* [Records for the exercise]:
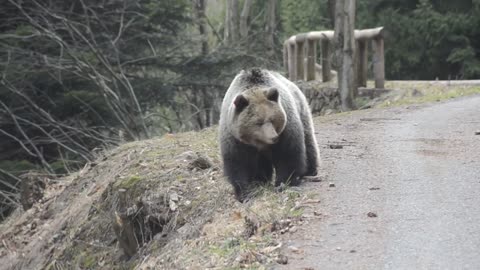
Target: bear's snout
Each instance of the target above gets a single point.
(275, 139)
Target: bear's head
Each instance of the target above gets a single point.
(259, 118)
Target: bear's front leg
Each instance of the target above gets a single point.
(289, 158)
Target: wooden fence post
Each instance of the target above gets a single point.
(326, 63)
(292, 67)
(300, 56)
(378, 62)
(362, 64)
(285, 58)
(311, 57)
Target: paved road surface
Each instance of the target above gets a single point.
(418, 169)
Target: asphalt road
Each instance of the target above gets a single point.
(417, 169)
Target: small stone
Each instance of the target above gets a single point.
(294, 249)
(173, 206)
(271, 249)
(282, 259)
(174, 197)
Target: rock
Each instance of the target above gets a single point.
(295, 249)
(32, 187)
(282, 259)
(196, 161)
(335, 146)
(271, 249)
(174, 197)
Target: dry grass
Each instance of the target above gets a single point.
(203, 227)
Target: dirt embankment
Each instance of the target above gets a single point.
(149, 205)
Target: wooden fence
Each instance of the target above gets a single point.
(304, 46)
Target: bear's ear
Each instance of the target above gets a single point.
(240, 102)
(272, 94)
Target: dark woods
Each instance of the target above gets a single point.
(80, 76)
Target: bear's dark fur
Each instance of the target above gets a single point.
(266, 123)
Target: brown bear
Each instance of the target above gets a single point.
(266, 123)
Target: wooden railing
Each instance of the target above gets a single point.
(301, 47)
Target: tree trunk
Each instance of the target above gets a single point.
(199, 8)
(271, 27)
(244, 18)
(231, 33)
(345, 51)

* [Work to complete]: Convert the whole listing above into a JSON list of strings, one string per line, with blank lines skipped and the pictures left out.

* [Answer to the problem]:
[
  "Target: bear's snout",
  "Each instance of the target above gets a single point.",
  "(275, 139)",
  "Target: bear's head",
  "Each instance of the target above gets a single point.",
  "(259, 118)",
  "Target: bear's front leg",
  "Each instance of the target above gets a single point.",
  "(289, 158)",
  "Target: wooden fence post",
  "Each instance of the target above gets a single point.",
  "(326, 63)",
  "(292, 67)",
  "(300, 56)",
  "(378, 62)",
  "(362, 64)",
  "(285, 58)",
  "(311, 57)",
  "Target: paved road surface",
  "Each instance of the target above gets a single point.",
  "(418, 169)",
  "Target: asphalt road",
  "Each instance of the target above gets a single point.",
  "(417, 169)",
  "Target: small stone",
  "Each instance of the target above gets a single point.",
  "(294, 249)",
  "(173, 206)",
  "(271, 249)",
  "(282, 259)",
  "(174, 197)",
  "Target: rock",
  "Each instance of the target above gets a single point.",
  "(295, 249)",
  "(32, 187)",
  "(282, 259)",
  "(196, 161)",
  "(335, 146)",
  "(271, 249)",
  "(174, 197)",
  "Target: dry grass",
  "Each instance of the target above gets a single point.",
  "(203, 227)",
  "Target: dirt embankment",
  "Each instance of the target above gets a single point.",
  "(149, 205)",
  "Target: wooden fence",
  "Each instance of the target above gets a single point.",
  "(304, 46)",
  "Target: bear's ear",
  "Each instance of the target above gets a single point.",
  "(240, 102)",
  "(272, 94)",
  "Target: dark woods",
  "Each instance of the target above gets a single point.",
  "(80, 76)",
  "Target: bear's dark fur",
  "Each instance of the target above gets a single point.",
  "(266, 123)",
  "Target: brown bear",
  "Each instance of the target above gets a single point.",
  "(266, 123)",
  "Target: wooden railing",
  "Each instance of the target above gets a single point.",
  "(301, 47)",
  "Target: tree trunk",
  "Each instance of the target above gets a single point.",
  "(199, 8)",
  "(271, 27)",
  "(244, 18)",
  "(231, 33)",
  "(345, 51)"
]